(Stored data entries)
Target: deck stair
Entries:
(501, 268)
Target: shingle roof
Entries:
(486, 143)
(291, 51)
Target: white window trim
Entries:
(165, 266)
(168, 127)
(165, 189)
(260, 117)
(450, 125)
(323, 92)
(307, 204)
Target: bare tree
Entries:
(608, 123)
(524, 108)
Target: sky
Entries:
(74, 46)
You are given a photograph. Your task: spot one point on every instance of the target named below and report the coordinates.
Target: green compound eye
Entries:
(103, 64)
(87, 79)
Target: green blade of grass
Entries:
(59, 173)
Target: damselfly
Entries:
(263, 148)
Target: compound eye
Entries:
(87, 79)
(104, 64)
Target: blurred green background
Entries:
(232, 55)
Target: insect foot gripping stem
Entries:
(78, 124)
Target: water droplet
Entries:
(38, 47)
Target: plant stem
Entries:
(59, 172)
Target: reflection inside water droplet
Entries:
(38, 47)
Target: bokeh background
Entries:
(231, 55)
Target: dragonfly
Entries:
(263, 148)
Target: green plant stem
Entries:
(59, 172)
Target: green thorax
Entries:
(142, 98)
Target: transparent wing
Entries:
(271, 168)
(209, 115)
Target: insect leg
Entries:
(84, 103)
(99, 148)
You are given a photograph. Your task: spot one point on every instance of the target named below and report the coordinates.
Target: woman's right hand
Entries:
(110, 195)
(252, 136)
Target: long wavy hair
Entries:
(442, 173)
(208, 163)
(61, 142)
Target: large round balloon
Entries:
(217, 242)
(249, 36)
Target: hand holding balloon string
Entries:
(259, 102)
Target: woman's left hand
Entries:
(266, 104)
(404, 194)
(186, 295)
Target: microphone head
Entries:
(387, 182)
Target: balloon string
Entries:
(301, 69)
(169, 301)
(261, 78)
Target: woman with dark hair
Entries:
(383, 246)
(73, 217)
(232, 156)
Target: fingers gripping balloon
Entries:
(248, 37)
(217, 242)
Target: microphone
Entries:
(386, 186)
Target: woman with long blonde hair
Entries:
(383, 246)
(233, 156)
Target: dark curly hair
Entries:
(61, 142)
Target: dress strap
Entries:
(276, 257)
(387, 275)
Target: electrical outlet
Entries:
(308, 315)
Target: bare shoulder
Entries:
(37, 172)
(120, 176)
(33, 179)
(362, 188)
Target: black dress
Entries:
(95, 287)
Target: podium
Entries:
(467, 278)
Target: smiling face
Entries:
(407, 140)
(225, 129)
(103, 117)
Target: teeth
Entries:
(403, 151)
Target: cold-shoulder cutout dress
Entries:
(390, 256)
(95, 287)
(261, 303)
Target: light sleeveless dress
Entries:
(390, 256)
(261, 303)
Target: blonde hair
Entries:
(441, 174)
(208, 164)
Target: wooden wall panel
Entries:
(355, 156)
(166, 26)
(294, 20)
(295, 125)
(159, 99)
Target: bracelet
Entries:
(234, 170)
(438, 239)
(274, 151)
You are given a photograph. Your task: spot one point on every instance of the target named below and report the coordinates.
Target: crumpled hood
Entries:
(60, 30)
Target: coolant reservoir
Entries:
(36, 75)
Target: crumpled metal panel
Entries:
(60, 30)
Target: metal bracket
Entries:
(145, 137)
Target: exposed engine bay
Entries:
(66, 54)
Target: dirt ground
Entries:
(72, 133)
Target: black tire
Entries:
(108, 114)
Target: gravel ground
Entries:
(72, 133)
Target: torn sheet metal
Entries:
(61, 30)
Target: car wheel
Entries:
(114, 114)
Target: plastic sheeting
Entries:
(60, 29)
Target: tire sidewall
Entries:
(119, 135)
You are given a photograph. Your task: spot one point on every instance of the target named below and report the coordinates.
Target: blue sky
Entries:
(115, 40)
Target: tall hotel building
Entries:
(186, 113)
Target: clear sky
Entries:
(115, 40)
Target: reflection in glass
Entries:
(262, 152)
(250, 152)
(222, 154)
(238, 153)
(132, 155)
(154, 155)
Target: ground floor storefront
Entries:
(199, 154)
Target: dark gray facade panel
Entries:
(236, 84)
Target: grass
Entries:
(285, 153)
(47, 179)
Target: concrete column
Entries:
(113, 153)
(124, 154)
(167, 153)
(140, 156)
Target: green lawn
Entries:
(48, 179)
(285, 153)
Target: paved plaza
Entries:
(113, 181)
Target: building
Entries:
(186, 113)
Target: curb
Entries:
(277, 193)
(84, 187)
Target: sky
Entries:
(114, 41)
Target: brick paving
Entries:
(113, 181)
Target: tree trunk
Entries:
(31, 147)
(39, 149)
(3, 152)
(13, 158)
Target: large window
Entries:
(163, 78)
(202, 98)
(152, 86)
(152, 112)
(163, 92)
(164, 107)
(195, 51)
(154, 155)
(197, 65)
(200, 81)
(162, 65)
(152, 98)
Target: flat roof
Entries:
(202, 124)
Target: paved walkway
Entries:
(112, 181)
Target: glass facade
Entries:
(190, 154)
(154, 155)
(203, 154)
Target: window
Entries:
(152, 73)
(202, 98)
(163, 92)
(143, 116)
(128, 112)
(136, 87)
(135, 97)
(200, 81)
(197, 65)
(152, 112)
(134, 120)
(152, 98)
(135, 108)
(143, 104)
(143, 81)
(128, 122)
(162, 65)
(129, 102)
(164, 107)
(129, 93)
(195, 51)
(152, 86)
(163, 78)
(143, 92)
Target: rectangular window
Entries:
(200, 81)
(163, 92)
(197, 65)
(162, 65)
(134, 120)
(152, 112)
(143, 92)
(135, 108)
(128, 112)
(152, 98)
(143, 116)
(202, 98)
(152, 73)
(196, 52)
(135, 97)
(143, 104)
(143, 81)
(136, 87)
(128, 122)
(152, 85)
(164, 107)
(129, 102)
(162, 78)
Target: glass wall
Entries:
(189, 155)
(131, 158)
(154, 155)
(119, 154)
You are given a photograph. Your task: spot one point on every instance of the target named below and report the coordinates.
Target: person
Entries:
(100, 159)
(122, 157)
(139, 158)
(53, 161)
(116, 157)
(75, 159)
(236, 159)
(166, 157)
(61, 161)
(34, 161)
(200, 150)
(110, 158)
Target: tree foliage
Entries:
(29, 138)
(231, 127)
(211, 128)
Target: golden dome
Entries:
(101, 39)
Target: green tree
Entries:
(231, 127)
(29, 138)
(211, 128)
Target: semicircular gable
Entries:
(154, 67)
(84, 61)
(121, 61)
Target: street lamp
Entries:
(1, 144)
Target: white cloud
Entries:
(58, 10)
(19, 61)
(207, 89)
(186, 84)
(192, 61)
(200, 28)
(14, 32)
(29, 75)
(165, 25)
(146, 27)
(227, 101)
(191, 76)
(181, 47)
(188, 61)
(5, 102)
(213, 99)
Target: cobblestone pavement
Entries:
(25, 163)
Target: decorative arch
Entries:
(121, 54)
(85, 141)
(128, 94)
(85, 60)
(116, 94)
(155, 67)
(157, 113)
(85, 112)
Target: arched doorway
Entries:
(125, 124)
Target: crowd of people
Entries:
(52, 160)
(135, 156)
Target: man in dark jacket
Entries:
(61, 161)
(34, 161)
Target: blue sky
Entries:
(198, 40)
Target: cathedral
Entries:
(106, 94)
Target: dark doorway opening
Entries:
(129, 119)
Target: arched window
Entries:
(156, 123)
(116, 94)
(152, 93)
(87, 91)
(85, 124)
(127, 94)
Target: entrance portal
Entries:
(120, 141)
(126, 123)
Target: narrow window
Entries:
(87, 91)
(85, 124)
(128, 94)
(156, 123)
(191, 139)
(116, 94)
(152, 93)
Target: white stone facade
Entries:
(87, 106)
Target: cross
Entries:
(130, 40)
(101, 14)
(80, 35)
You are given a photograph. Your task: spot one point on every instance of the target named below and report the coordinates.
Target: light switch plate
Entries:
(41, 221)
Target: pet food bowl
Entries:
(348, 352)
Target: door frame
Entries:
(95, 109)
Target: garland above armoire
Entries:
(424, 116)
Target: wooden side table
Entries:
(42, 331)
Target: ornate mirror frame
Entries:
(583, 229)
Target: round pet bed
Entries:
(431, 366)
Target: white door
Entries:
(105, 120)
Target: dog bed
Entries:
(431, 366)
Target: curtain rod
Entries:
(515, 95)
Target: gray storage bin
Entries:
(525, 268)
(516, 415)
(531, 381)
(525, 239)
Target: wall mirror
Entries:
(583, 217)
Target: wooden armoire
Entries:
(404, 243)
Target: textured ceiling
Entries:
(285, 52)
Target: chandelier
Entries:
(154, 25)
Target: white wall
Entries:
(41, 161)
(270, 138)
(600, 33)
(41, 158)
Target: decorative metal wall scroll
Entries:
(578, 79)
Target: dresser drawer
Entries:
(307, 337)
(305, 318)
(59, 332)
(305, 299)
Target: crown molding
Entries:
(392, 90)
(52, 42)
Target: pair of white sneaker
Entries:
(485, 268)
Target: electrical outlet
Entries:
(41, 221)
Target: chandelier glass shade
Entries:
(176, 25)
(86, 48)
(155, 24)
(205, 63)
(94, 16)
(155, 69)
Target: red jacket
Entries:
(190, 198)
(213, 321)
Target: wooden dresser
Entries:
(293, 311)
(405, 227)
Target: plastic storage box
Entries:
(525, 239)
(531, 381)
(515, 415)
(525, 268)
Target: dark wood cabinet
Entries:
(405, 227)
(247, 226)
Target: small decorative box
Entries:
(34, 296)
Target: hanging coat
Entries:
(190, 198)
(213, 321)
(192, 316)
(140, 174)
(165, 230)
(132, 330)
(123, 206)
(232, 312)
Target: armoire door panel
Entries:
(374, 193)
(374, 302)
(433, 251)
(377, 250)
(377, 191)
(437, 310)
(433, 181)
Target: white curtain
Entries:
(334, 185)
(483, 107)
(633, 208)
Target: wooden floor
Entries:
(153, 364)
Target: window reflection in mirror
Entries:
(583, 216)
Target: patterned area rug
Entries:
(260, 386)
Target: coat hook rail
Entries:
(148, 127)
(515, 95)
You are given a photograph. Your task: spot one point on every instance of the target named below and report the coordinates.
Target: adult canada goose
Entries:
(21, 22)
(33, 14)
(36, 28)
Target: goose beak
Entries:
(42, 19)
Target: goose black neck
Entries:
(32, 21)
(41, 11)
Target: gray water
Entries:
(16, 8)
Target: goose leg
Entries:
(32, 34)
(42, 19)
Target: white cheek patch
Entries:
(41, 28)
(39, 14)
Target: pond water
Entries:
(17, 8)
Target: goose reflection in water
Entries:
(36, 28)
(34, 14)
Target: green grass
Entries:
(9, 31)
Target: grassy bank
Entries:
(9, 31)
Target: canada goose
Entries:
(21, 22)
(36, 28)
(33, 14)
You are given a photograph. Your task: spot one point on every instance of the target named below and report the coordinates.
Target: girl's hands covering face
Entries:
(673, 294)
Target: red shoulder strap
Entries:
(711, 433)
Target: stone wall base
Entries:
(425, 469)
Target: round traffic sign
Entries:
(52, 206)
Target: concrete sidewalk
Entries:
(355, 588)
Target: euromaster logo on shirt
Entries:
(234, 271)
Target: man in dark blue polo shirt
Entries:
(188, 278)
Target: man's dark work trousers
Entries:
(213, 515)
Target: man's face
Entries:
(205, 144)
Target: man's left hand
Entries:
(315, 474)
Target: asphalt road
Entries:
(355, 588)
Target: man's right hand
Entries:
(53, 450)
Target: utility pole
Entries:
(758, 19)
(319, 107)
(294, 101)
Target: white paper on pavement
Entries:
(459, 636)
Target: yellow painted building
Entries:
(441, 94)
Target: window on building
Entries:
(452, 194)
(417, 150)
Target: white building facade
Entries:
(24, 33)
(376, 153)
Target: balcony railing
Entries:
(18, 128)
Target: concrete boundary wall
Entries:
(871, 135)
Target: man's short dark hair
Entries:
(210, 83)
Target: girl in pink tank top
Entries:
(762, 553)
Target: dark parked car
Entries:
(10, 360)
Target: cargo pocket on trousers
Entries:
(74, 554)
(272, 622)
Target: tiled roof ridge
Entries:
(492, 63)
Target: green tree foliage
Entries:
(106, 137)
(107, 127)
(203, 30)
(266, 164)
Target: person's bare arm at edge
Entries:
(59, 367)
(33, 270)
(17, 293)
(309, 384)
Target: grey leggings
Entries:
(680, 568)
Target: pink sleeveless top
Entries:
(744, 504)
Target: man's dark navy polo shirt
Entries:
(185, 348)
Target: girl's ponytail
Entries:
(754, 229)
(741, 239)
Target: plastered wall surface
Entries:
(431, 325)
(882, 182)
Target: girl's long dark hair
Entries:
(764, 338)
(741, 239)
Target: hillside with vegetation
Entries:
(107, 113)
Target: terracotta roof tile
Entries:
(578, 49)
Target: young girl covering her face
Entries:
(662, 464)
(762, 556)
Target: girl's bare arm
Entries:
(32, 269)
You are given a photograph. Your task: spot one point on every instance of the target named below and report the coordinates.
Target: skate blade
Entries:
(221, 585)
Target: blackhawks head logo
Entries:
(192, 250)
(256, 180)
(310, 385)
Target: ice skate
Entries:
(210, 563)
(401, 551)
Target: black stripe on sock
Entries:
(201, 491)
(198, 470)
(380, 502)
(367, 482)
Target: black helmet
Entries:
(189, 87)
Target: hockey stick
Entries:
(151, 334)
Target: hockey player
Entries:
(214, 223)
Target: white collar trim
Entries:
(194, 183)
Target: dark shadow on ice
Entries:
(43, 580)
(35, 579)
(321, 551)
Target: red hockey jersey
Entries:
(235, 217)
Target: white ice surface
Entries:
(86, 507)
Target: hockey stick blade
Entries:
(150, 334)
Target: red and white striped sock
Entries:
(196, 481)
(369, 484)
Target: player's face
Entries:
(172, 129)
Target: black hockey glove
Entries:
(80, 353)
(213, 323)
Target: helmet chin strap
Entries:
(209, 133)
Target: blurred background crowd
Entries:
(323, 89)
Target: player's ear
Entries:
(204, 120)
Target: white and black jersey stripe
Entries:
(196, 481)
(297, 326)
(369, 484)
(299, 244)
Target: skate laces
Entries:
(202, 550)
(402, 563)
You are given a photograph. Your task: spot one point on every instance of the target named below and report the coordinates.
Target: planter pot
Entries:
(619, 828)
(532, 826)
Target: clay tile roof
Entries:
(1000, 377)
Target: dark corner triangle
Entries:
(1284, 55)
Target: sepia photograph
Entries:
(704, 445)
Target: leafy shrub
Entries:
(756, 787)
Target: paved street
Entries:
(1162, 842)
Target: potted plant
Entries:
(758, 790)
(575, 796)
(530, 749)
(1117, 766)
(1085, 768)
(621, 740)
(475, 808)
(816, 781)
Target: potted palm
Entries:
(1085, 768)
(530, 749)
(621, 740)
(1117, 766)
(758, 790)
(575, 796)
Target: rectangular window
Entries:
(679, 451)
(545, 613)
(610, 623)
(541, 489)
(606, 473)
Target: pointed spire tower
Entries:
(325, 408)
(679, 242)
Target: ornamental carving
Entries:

### Your objective
Could you reproduce exactly the lines of the entries above, from the one with "Target: dark gray facade panel" through the one with "Target: white cloud", and nothing else?

### Solution below
Target: dark gray facade panel
Entries:
(236, 84)
Target: grass
Entries:
(285, 153)
(47, 179)
Target: concrete column
Entries:
(113, 153)
(124, 154)
(167, 153)
(140, 156)
Target: green lawn
Entries:
(48, 179)
(285, 153)
Target: paved plaza
Entries:
(113, 181)
Target: building
Entries:
(186, 113)
Target: curb
Entries:
(277, 193)
(84, 187)
Target: sky
Entries:
(114, 41)
Target: brick paving
Entries:
(113, 181)
Target: tree trunk
Entries:
(31, 147)
(39, 149)
(3, 152)
(13, 158)
Target: large window
Entries:
(163, 78)
(202, 98)
(152, 86)
(152, 112)
(163, 92)
(164, 107)
(195, 51)
(154, 155)
(197, 65)
(200, 81)
(162, 65)
(152, 98)
Target: flat roof
Entries:
(202, 124)
Target: paved walkway
Entries:
(112, 181)
Target: glass facade
Entries:
(190, 154)
(154, 155)
(203, 154)
Target: window
Entries:
(152, 73)
(202, 98)
(163, 92)
(143, 116)
(128, 112)
(136, 87)
(135, 97)
(200, 81)
(197, 65)
(152, 112)
(134, 120)
(152, 98)
(135, 108)
(143, 104)
(143, 81)
(128, 122)
(162, 65)
(129, 102)
(164, 107)
(129, 93)
(195, 51)
(152, 86)
(163, 78)
(143, 92)
Target: rectangular window
Entries:
(200, 81)
(163, 92)
(197, 65)
(162, 65)
(134, 120)
(152, 112)
(143, 92)
(135, 108)
(128, 112)
(152, 98)
(143, 116)
(202, 98)
(152, 73)
(196, 52)
(135, 97)
(143, 104)
(143, 81)
(136, 87)
(128, 122)
(152, 85)
(164, 107)
(129, 102)
(162, 78)
Target: glass wall
Entries:
(189, 155)
(131, 158)
(154, 155)
(119, 154)
You are given a photograph. Your task: spot one point on every instance of the target named below and report the coordinates.
Target: person
Entries:
(100, 159)
(122, 157)
(139, 158)
(53, 161)
(116, 157)
(75, 159)
(236, 159)
(166, 157)
(61, 161)
(34, 161)
(200, 150)
(110, 158)
Target: tree foliage
Entries:
(29, 138)
(231, 127)
(211, 128)
Target: golden dome
Entries:
(101, 39)
Target: green tree
Entries:
(231, 127)
(29, 138)
(211, 128)
Target: semicircular gable
Entries:
(154, 67)
(84, 61)
(121, 61)
Target: street lamp
Entries:
(1, 144)
Target: white cloud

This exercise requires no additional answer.